[start of SOURCE PASSAGE]

That's not what I meant. Of course, if you wanted to roll your own build system, you could do that. But hopefully you're aware that's not what I'm suggesting.
Meson provides custom targets, so Meson itself would examine the dependencies and rebuild if needed:
Of course I have custom build scripts that build a target from its dependencies. The point is that there are several such targets as part of building a single plugin. It is the build system that decides whether to run such build script and in what order in order to build the final result, depending on which sources and intermediate targets were updated.
The entire point of having functions is to capture a "recipe" for building one type of target, and then be able to reuse it again and again.
Sounds like Meson isn't a very good match for your use case. That's too bad. Good thing there are other tools like CMake which are a better fit for you. It seems like you have also lost some time attempting to port your build over to Meson and failed, which was probably really frustrating. As a result, you really dislike Meson, going so far as to call it "unfit for human consumption".
Many other people like Meson, and many large projects have gone so far as to switch to using Meson. It's great that it worked for them, and it's OK that it didn't work for you.
> Sounds like Meson isn't a very good match for your use case.
That's exactly what I've been saying.
> As a result, you really dislike Meson, going so far as to call it "unfit for human consumption".
Meson got so many things right, but this one point makes it unusable for many projects, and prevents it from being industry standard.
Let me say it again, a programming language for writing large scale programs (11,000 lines is a large scale program) without functions/subroutines is unfit for human consumption.

[end of SOURCE PASSAGE]

WRITTEN REQUEST 1: In the discussion of the Meson build system, how many lines does the writer say makes a large-scale program?
WRITTEN REQUEST 2: Condense the paragraph of the Meson discussion that begins "Of course I have custom build scripts" into a shorter version that keeps its main facts.
WRITTEN REQUEST 3: Carry the Meson discussion forward from its last line.

[start of STORED ROWS]

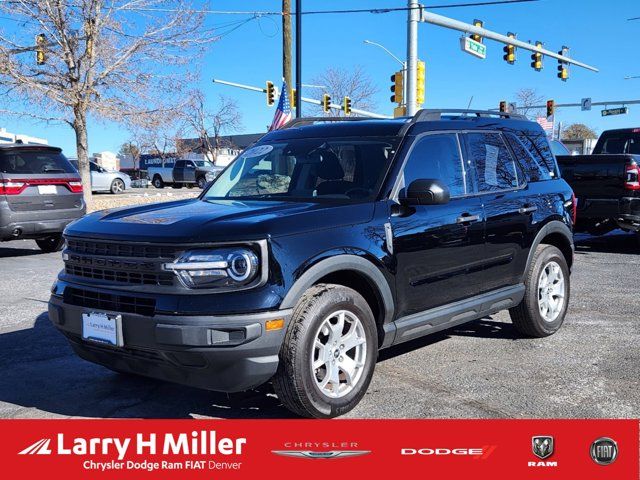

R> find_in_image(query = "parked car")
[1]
[0,143,86,252]
[49,110,575,417]
[558,128,640,239]
[71,160,131,195]
[147,160,222,188]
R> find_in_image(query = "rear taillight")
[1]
[0,179,27,195]
[624,163,640,190]
[67,180,82,193]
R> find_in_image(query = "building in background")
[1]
[0,128,49,145]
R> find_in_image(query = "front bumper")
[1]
[49,295,291,392]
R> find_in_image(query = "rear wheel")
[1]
[509,244,570,337]
[153,175,164,188]
[36,233,64,253]
[110,178,124,195]
[273,284,378,418]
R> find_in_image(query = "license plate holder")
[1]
[38,185,58,195]
[82,312,124,347]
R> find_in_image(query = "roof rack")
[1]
[282,117,389,129]
[399,108,527,136]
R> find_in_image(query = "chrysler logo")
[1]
[531,436,553,459]
[271,450,371,458]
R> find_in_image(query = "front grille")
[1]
[64,287,156,317]
[65,263,175,287]
[67,238,180,260]
[65,237,184,287]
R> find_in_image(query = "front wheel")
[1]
[36,233,64,253]
[509,244,570,337]
[273,284,378,418]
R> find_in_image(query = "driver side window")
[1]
[402,133,470,197]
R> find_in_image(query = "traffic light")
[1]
[558,47,569,82]
[391,71,404,105]
[502,32,516,65]
[36,33,47,65]
[471,19,484,43]
[267,81,276,107]
[416,60,427,105]
[531,42,542,72]
[322,93,331,113]
[547,100,556,117]
[342,97,351,115]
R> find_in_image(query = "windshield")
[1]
[0,149,75,174]
[204,137,398,201]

[end of STORED ROWS]

EXERCISE RESPONSE 1: 11,000 lines.

EXERCISE RESPONSE 2: The writer already has custom scripts that build each target from its dependencies, and a single plugin needs several such targets. The build system's job is to decide whether and in what order to run those scripts, based on which sources and intermediate targets have changed.

EXERCISE RESPONSE 3:
It is made worse by giving a blatantly wrong rationale for not having user-defined function.
The only reason I even bothered spending so much time in responding is the hope that they will reverse this idiotic position.
I guess it wouldn’t help for me to recapitulate all of the arguments made by bonzini, who actually was involved in the 11,000 lines (down from 15,000 thanks to switching to Meson). He made his arguments very cogently and you apparently either don’t understand them or don’t care to listen.
Clearly there are people who think the position isn’t idiotic, and there are large projects which decided that Meson was a great choice and chose to migrate to it. This means that Meson is fit for human consumption.
The script can examine the dependencies, see if any of them changed and then rebuild only if needed.
It's like Greenspun's tenth law[1]:
> Any sufficiently complicated build script contains an ad hoc, informally-specified, bug-ridden, slow implementation of make.
But then, what do I need Meson for?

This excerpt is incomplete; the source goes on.